The answer must consist of every line in the records below that contains the string "rough".
** DATASET EXTRACT follows **
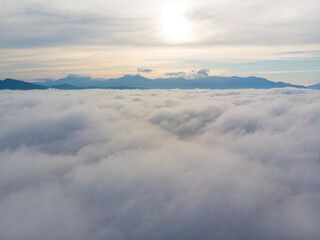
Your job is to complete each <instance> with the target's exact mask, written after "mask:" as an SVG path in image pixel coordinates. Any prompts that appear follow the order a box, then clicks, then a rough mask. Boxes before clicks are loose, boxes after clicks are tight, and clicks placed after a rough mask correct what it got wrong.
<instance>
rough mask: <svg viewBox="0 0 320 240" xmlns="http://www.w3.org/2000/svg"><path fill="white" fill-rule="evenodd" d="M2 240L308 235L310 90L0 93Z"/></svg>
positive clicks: (318, 187) (315, 170) (259, 238)
mask: <svg viewBox="0 0 320 240" xmlns="http://www.w3.org/2000/svg"><path fill="white" fill-rule="evenodd" d="M0 156H1V158H0V239H1V240H20V239H23V240H43V239H46V240H65V239H68V240H87V239H93V240H106V239H111V240H117V239H132V240H136V239H137V240H138V239H139V240H141V239H142V240H143V239H146V240H147V239H148V240H149V239H227V240H229V239H236V240H240V239H243V240H247V239H290V240H294V239H297V240H298V239H299V240H300V239H312V240H313V239H320V228H319V226H320V188H319V186H320V174H319V173H320V91H316V90H304V89H290V88H287V89H271V90H79V91H78V90H75V91H59V90H46V91H41V90H40V91H1V94H0Z"/></svg>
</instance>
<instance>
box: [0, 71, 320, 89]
mask: <svg viewBox="0 0 320 240" xmlns="http://www.w3.org/2000/svg"><path fill="white" fill-rule="evenodd" d="M283 87H294V88H311V89H319V87H320V84H315V85H311V86H308V87H306V86H303V85H295V84H290V83H285V82H273V81H270V80H268V79H265V78H260V77H255V76H249V77H237V76H232V77H224V76H207V77H198V78H194V79H187V78H183V77H175V78H156V79H149V78H146V77H143V76H141V75H124V76H122V77H119V78H110V79H104V78H91V77H90V76H79V75H74V74H71V75H68V76H67V77H65V78H60V79H57V80H55V81H53V80H47V81H44V82H33V83H30V82H25V81H20V80H15V79H10V78H7V79H5V80H3V81H0V89H12V90H15V89H20V90H31V89H48V88H55V89H61V90H77V89H92V88H99V89H195V88H198V89H248V88H253V89H268V88H283Z"/></svg>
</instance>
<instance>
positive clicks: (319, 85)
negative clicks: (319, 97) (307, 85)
** End of DATASET EXTRACT **
EXERCISE RESPONSE:
Your job is to complete each <instance> with the target's exact mask, written after "mask:" as an SVG path in image pixel coordinates. Any prompts that appear follow the order a box, then clicks, then a rough mask. Boxes before clicks are loose, boxes after clicks are tight, and clicks placed after a rough mask correct what it got wrong.
rough mask: <svg viewBox="0 0 320 240" xmlns="http://www.w3.org/2000/svg"><path fill="white" fill-rule="evenodd" d="M2 240L308 235L310 90L0 93Z"/></svg>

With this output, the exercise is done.